▶ **Entries supplied**
◆ ◆ ◆ ◆

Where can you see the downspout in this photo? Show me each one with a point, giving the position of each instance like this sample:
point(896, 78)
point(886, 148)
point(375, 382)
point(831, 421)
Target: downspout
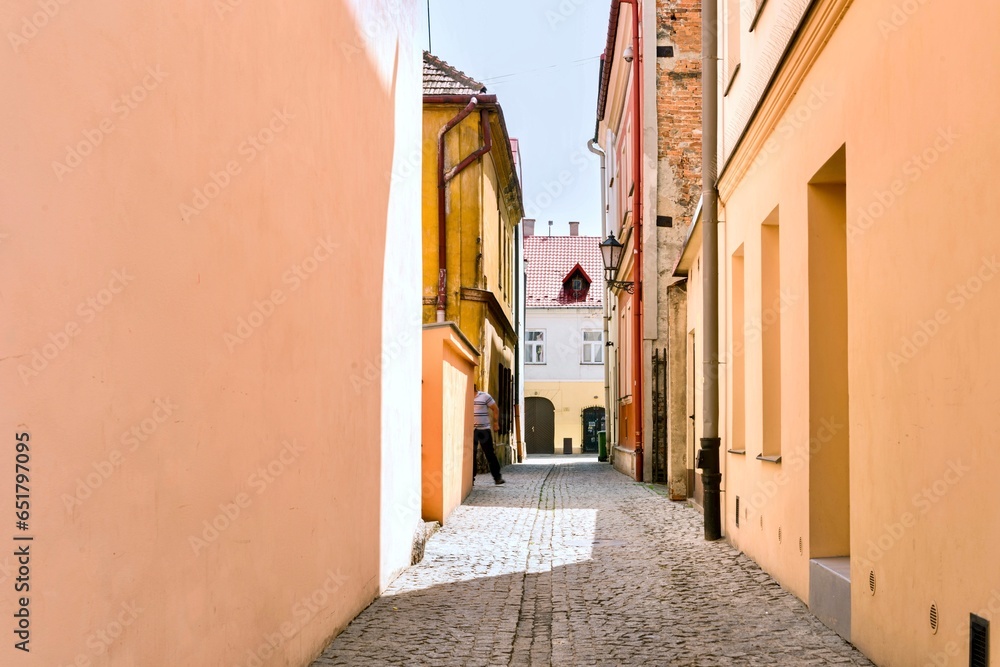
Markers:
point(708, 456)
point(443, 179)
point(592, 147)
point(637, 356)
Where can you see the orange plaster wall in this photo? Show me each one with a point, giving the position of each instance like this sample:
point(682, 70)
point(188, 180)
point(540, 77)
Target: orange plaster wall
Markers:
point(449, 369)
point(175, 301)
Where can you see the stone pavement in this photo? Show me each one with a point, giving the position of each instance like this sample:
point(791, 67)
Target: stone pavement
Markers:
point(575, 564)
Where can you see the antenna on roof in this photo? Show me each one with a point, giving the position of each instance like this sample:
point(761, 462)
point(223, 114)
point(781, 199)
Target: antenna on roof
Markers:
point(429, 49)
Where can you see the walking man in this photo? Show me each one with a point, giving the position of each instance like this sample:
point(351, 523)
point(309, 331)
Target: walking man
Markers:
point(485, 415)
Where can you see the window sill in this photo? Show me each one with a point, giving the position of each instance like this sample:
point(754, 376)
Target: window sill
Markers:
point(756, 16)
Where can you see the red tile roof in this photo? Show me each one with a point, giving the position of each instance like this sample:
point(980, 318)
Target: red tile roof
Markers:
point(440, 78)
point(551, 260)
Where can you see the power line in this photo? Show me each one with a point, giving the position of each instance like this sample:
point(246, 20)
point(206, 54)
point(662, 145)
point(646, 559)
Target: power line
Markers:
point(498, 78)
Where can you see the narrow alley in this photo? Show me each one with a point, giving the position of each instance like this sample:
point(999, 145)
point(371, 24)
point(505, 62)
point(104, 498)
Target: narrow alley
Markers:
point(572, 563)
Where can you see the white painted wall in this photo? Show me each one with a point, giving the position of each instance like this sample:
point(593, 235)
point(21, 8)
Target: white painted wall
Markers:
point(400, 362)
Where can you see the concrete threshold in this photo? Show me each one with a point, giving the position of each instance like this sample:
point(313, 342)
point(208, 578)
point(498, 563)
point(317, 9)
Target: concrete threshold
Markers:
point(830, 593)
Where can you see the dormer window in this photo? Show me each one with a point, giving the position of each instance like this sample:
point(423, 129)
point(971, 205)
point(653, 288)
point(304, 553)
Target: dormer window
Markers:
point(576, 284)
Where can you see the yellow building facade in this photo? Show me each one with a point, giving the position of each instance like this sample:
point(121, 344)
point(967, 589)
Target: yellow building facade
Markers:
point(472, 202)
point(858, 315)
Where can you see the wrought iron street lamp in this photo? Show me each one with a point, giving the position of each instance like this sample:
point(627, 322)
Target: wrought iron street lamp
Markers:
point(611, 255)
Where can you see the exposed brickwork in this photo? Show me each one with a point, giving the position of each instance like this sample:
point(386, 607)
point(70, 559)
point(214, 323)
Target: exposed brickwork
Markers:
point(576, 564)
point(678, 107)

◆ ◆ ◆ ◆

Rewrite every item above, putting "Points" in place of "Markers" wherever it occurs and leaving everything else unchanged. Omit the pictures from your version.

Where can you see the downspout in this photo? Show me each one with a point, giving the position of each instance like this sample:
point(896, 78)
point(886, 148)
point(375, 382)
point(831, 421)
Target: downspout
Points:
point(708, 456)
point(443, 179)
point(592, 147)
point(637, 356)
Where can you see the orange plaster wall in this photo? Show me each one with a point, giving the position of each instance like this sample:
point(682, 70)
point(188, 180)
point(540, 77)
Target: orange plaster wall
Points:
point(449, 369)
point(175, 301)
Where can you see the stone pavement in this photo? Show me each one with a point, giving the position of each instance like this sample:
point(791, 67)
Target: stone pavement
Points:
point(575, 564)
Where can you see the antenna on roof in this photo? Show me each one with a point, giving the position of each instance like this sample:
point(761, 462)
point(223, 114)
point(781, 199)
Target: antenna on roof
Points:
point(429, 49)
Where can you see the walking man in this photo? Show me each one with a point, giving the position of each instance like this sample:
point(351, 523)
point(309, 331)
Target: walking man
Points:
point(485, 415)
Where can you see the window sill in this photo? Show me each one with a point, giving the position of each instance like this sample:
point(754, 376)
Target: window sill
Points:
point(756, 16)
Where can you see the red tile roof in this photo? Show me each one with a point, giving the position of each instance like this sample:
point(980, 318)
Target: red tile roof
Points:
point(440, 78)
point(551, 260)
Where can you see the power line in this photo? Show me each one with a point, giving the position of each instance like this sample:
point(246, 20)
point(206, 54)
point(662, 145)
point(646, 559)
Target: power line
Points:
point(498, 78)
Where can you see the narrow alley in this photo? Show me each one with a point, giving the position of each instance like this sample:
point(999, 145)
point(371, 24)
point(505, 62)
point(104, 498)
Target: narrow alley
Points:
point(572, 563)
Where can you see the white painted wall in this photo? Show me each one with a point, giving the position of each instance like this sample:
point(593, 235)
point(21, 8)
Target: white painted wall
Points:
point(400, 362)
Where can you see the concrete threshold in this photo? Show me each one with a point, giving the position of each instance like this sample:
point(313, 342)
point(208, 578)
point(498, 563)
point(317, 9)
Target: concrete threshold
Points:
point(830, 593)
Where can you see the dormer window in this photo? Show me each one with a point, giving the position of each instance like this sample:
point(423, 129)
point(971, 205)
point(653, 288)
point(304, 553)
Target: dormer window
Points:
point(576, 284)
Where can you see the yellow building facade in this photo? Show me each one with a point, giving the position of each instance like this sample:
point(121, 344)
point(967, 589)
Target: yellow building facade
Points:
point(472, 202)
point(858, 315)
Where can you see the wrought iron street lamp in this photo? Show me each one with a point, giving the position of each instance like this sample:
point(627, 322)
Target: wrought iron street lamp
Points:
point(611, 255)
Where can you see the exposed brickwork in this photo? Show me each one with a point, giving the position of each instance like this sample:
point(386, 607)
point(70, 559)
point(214, 323)
Target: exposed brickwork
Points:
point(576, 564)
point(678, 107)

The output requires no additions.